TEXTE CHOISI —

ALORS QUE, par l'effet de la requalification des contrats d'intérim en contrat à durée indéterminée, le salarié est réputé avoir occupé un emploi à durée indéterminée depuis le jour de sa première embauche par l'entreprise utilisatrice ; que, pour fixer à 1.792,62 € le salaire mensuel moyen de Mme B... et calculer en conséquence les rappels de salaire, l'indemnité de requalification, l'indemnité compensatrice de préavis et les congés payés afférents, l'indemnité de licenciement, les dommages-intérêts pour licenciement sans cause réelle et sérieuse, et ceux en contrepartie des avantages offerts par le comité d'entreprise, la cour d'appel a retenu un taux horaire de base de 10,80 € correspondant au taux horaire du dernier contrat de mission de la salariée ; qu'en statuant ainsi, cependant que, par l'effet de la requalification de ses contrats de mission en contrat à durée indéterminée à temps plein, Mme B... était en droit d'obtenir, comme elle le demandait, la reconstitution de sa carrière ainsi que la régularisation de sa rémunération, elle a violé les articles L.1221-1, L.1245-1, L.1245-2, L.1234-5, L.1234-9 et L.1235-3 du code du travail, ensemble l'article 1134 du code civil dans sa rédaction alors applicable.

EXERCICE PROPOSÉ 1 — Transcrivez en tableau Markdown les lignes des enregistrements, en commençant par la première et en terminant par celle qui contient « (1007, 515) », sans les lignes vides. Utilisez deux colonnes : « Num » pour le numéro de rang et « Contenu » pour la ligne.

DONNÉES À UTILISER —
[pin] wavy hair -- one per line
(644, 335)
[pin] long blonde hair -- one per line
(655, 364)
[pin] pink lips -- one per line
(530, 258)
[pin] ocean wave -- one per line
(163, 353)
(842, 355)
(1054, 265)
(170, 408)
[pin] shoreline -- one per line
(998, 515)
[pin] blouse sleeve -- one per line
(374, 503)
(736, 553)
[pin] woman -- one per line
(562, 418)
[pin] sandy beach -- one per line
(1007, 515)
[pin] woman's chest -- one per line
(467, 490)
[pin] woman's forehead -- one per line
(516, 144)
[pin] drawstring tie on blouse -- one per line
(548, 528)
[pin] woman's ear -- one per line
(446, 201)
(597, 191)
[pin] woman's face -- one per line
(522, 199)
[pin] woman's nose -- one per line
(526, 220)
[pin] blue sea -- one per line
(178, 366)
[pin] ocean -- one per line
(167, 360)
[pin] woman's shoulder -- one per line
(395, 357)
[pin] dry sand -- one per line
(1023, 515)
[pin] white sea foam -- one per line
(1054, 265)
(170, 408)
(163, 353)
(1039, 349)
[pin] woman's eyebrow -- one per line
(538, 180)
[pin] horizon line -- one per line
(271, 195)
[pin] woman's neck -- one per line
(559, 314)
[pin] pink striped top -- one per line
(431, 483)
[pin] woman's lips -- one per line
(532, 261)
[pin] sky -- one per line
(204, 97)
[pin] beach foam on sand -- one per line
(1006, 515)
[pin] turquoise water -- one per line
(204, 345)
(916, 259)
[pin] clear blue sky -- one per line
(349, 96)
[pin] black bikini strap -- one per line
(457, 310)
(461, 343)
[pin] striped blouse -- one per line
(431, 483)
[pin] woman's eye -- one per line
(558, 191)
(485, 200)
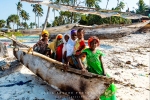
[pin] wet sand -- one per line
(126, 59)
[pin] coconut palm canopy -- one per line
(86, 10)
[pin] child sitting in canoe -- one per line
(95, 65)
(61, 49)
(53, 45)
(70, 47)
(41, 45)
(64, 52)
(79, 47)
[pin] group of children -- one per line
(72, 50)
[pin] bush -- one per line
(9, 34)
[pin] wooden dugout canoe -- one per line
(101, 31)
(80, 86)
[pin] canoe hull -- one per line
(77, 86)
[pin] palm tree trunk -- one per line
(117, 3)
(38, 21)
(47, 16)
(48, 11)
(54, 14)
(17, 23)
(107, 4)
(35, 21)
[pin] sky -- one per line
(8, 7)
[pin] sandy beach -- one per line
(127, 59)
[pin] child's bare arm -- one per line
(79, 60)
(100, 58)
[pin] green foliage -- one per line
(92, 3)
(32, 24)
(9, 34)
(94, 19)
(120, 6)
(25, 16)
(66, 18)
(25, 25)
(2, 23)
(19, 6)
(12, 19)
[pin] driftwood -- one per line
(14, 67)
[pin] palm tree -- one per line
(107, 4)
(25, 16)
(120, 6)
(34, 10)
(32, 25)
(19, 7)
(25, 25)
(39, 12)
(92, 3)
(2, 23)
(13, 19)
(45, 24)
(117, 2)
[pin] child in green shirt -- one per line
(95, 65)
(93, 57)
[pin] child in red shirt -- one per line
(80, 44)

EXERCICE PROPOSÉ 2 — D'après le texte sur la requalification des contrats d'intérim, quel taux horaire de base la cour d'appel a-t-elle retenu ?

SOLUTION PROPOSÉE 1 —
| Num | Contenu |
|---|---|
| 1 | [pin] wavy hair -- one per line |
| 2 | (644, 335) |
| 3 | [pin] long blonde hair -- one per line |
| 4 | (655, 364) |
| 5 | [pin] pink lips -- one per line |
| 6 | (530, 258) |
| 7 | [pin] ocean wave -- one per line |
| 8 | (163, 353) |
| 9 | (842, 355) |
| 10 | (1054, 265) |
| 11 | (170, 408) |
| 12 | [pin] shoreline -- one per line |
| 13 | (998, 515) |
| 14 | [pin] blouse sleeve -- one per line |
| 15 | (374, 503) |
| 16 | (736, 553) |
| 17 | [pin] woman -- one per line |
| 18 | (562, 418) |
| 19 | [pin] sandy beach -- one per line |
| 20 | (1007, 515) |

SOLUTION PROPOSÉE 2 — Un taux horaire de base de 10,80 €, qui correspond au taux horaire du dernier contrat de mission de la salariée.